● **Your goal**
Format the part of the material below that opens with the line containing "Place a point on every instance of the roof" and runs through the end of the material as a Markdown table with two columns, Row and Line, giving each line its own numbered row and leaving out blank lines. Include only that part.

● **Material shown**
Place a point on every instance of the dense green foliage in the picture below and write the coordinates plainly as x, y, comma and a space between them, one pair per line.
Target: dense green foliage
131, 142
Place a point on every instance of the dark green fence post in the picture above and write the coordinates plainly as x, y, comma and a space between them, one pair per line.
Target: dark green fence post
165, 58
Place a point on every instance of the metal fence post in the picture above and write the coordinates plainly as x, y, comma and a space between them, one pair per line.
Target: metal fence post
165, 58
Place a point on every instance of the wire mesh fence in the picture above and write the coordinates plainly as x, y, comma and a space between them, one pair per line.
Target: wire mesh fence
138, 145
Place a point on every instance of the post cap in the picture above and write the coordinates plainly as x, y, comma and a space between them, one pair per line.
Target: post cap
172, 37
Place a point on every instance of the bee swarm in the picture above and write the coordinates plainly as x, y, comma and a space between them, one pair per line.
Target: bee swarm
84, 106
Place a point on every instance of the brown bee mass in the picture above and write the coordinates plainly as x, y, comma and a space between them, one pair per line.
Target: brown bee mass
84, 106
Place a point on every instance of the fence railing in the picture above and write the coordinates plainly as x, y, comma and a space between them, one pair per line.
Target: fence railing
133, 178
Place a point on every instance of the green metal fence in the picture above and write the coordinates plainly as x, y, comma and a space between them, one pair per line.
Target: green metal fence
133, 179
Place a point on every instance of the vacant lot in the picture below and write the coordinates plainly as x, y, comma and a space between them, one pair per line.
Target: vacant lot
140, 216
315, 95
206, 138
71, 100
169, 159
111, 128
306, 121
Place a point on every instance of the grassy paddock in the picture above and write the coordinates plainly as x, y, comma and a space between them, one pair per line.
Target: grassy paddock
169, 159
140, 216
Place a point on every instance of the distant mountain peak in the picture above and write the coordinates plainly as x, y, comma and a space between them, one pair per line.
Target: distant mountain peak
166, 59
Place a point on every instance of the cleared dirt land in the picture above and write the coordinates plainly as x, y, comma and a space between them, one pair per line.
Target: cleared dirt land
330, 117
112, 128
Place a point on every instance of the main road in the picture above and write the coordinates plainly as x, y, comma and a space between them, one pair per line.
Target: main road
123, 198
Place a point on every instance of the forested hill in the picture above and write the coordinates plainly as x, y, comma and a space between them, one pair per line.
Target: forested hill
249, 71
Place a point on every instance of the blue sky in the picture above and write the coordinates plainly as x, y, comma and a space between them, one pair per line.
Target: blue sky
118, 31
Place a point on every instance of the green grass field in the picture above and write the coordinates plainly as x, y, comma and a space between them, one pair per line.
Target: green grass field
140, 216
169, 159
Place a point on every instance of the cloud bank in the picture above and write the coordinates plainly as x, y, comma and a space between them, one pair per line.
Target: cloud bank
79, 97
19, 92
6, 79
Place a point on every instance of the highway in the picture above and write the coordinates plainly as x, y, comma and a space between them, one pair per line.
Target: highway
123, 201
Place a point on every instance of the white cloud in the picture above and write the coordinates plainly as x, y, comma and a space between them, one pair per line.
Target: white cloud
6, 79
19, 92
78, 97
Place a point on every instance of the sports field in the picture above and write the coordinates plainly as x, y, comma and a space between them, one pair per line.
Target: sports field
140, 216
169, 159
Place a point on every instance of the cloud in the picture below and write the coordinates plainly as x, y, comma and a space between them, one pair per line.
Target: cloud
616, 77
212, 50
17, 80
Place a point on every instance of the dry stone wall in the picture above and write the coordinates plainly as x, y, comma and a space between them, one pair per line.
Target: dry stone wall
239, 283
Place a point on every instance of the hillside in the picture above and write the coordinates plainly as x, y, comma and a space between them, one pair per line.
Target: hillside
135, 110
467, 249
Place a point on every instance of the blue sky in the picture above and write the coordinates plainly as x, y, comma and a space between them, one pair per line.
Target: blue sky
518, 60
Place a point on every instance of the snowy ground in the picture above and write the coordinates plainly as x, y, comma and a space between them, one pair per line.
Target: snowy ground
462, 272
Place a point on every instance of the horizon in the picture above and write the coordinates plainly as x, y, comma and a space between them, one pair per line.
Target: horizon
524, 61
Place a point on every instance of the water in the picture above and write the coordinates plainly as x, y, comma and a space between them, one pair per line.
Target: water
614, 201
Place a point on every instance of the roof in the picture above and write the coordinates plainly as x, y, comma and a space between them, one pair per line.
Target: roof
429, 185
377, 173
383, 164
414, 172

● **The answer**
| Row | Line |
|---|---|
| 1 | Place a point on every instance of the roof in the picture above and write the coordinates plainly as x, y, comma and a space between them, one pair per line. |
| 2 | Target: roof |
| 3 | 429, 185 |
| 4 | 377, 173 |
| 5 | 383, 164 |
| 6 | 414, 172 |